▶ **Required work**
Provide an exact copy of the data, excluding the images.

▶ **Supplied entries**
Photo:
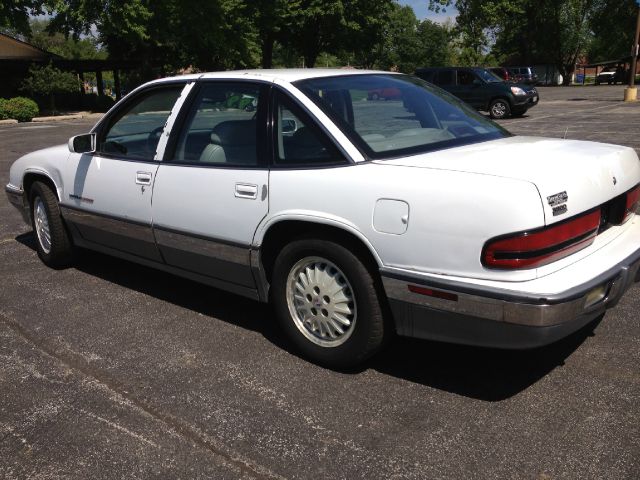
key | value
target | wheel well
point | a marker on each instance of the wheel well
(506, 99)
(31, 178)
(286, 231)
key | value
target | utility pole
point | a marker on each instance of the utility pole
(631, 92)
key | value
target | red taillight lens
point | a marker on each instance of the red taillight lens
(537, 248)
(633, 197)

▶ **Output for this task**
Photo:
key | value
target | wheel well
point | a marker on each instance of the wheel well
(506, 99)
(31, 178)
(286, 231)
key | value
target | utility pole
point | a marker on each instance of the utility pole
(631, 92)
key | value
target | red taillight lens
point | a marker on each instance of the red taillight lens
(537, 248)
(633, 197)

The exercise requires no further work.